#### [Problem details]
I need the records below retyped exactly.

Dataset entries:
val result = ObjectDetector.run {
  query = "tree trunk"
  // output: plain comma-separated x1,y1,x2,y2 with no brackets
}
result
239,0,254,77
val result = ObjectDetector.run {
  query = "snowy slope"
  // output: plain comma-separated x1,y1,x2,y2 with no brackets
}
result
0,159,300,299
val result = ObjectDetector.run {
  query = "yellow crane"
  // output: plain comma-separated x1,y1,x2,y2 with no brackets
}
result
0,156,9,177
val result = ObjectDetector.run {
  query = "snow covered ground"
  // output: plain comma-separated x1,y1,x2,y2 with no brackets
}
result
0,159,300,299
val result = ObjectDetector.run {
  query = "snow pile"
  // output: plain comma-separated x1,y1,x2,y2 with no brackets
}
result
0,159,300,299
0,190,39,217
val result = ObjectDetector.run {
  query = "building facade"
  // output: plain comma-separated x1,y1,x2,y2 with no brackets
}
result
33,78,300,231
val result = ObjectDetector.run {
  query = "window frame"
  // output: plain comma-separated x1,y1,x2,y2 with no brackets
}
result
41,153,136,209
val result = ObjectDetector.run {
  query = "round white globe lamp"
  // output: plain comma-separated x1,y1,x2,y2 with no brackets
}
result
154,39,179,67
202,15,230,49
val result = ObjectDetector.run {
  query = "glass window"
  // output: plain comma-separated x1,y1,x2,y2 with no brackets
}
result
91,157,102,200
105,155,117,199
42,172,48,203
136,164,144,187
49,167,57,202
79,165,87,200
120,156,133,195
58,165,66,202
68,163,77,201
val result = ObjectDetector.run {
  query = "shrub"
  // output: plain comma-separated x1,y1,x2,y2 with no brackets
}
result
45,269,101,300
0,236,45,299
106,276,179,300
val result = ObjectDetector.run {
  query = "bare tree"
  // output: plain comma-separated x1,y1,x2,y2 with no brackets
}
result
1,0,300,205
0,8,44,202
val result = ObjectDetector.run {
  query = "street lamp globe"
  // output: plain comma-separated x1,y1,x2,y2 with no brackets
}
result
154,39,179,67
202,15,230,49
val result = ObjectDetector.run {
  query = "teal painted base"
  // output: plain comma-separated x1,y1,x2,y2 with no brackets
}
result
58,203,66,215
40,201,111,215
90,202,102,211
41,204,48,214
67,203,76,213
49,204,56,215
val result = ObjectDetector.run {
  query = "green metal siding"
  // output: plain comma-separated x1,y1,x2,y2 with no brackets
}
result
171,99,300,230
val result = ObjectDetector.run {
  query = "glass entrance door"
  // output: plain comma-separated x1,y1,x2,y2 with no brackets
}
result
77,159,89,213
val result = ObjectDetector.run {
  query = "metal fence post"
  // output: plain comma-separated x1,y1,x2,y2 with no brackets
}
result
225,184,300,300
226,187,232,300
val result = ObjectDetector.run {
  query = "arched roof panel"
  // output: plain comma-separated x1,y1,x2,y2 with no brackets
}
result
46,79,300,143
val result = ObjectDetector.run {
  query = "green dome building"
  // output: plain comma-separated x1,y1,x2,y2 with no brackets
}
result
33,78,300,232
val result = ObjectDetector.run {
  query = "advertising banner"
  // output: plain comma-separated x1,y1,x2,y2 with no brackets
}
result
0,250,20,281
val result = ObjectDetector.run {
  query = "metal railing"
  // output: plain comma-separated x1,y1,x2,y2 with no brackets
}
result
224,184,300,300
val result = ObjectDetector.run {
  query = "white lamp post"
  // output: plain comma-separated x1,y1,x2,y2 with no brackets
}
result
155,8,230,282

#### [Solution to this problem]
val result = ObjectDetector.run {
  query = "tree trunk"
  // output: plain comma-separated x1,y1,x2,y2 with no brackets
}
result
239,0,254,77
val result = ObjectDetector.run {
  query = "snowy slope"
  // output: plain comma-separated x1,y1,x2,y2 with no brackets
}
result
0,159,300,299
val result = ObjectDetector.run {
  query = "yellow crane"
  // output: plain comma-separated x1,y1,x2,y2 with no brackets
}
result
0,156,9,177
val result = ObjectDetector.run {
  query = "snow covered ground"
  // output: plain comma-separated x1,y1,x2,y2 with no brackets
}
result
0,159,300,299
val result = ObjectDetector.run {
  query = "snow pile"
  // output: plain comma-separated x1,y1,x2,y2 with no brackets
}
result
0,159,300,299
0,190,39,217
val result = ObjectDetector.run {
  query = "building facade"
  // output: plain comma-separated x1,y1,x2,y2 with no brackets
}
result
33,78,300,231
val result = ObjectDetector.run {
  query = "window frame"
  // output: plain comma-separated x1,y1,x2,y2 with no brackets
}
result
41,153,136,209
val result = ObjectDetector.run {
  query = "round white globe lamp"
  // output: plain comma-separated x1,y1,x2,y2 with no brackets
}
result
154,39,179,67
202,15,230,49
val result = ObjectDetector.run {
  query = "glass window"
  // output: plain comma-separated x1,y1,x2,y2 with no brackets
}
result
91,157,102,200
105,155,117,199
42,172,48,203
136,164,144,187
49,167,57,202
79,165,87,200
120,156,133,195
58,165,66,202
68,163,77,201
val result = ObjectDetector.run {
  query = "shrub"
  // output: plain comma-separated x1,y1,x2,y2 with no brackets
}
result
45,269,101,300
0,236,45,299
106,276,179,300
val result = ObjectDetector.run {
  query = "bare tree"
  // output: plain comma-separated x1,y1,x2,y2 with no brackets
}
result
1,0,300,205
0,8,44,202
val result = ObjectDetector.run {
  query = "street lamp globe"
  // output: plain comma-separated x1,y1,x2,y2 with no brackets
}
result
154,39,179,67
202,15,230,49
val result = ObjectDetector.run {
  query = "teal painted base"
  // output: plain comma-separated x1,y1,x2,y2 with no brackets
}
result
58,203,66,215
40,201,111,215
90,202,102,211
41,204,48,214
67,203,76,213
49,204,56,215
val result = ObjectDetector.run {
  query = "green metal siding"
  // output: plain comma-separated x1,y1,x2,y2 with no brackets
}
result
171,99,300,230
val result = ObjectDetector.run {
  query = "glass entrance door"
  // output: plain comma-separated x1,y1,x2,y2 with no brackets
}
result
77,159,89,213
val result = ObjectDetector.run {
  query = "metal fence post"
  // output: plain comma-separated x1,y1,x2,y2 with no brackets
}
result
225,184,300,300
226,187,232,300
val result = ObjectDetector.run {
  query = "arched roof panel"
  // output: plain comma-separated x1,y1,x2,y2 with no brackets
}
result
46,79,300,143
val result = ObjectDetector.run {
  query = "green dome building"
  // output: plain comma-separated x1,y1,x2,y2 with no brackets
}
result
33,78,300,232
val result = ObjectDetector.run {
  query = "advertising banner"
  // output: plain comma-separated x1,y1,x2,y2 with no brackets
}
result
0,250,20,281
val result = ObjectDetector.run {
  query = "metal railing"
  // output: plain comma-separated x1,y1,x2,y2 with no brackets
}
result
224,184,300,300
val result = ObjectDetector.run {
  query = "white lamp post"
  // output: plain comma-separated x1,y1,x2,y2 with no brackets
}
result
155,8,230,282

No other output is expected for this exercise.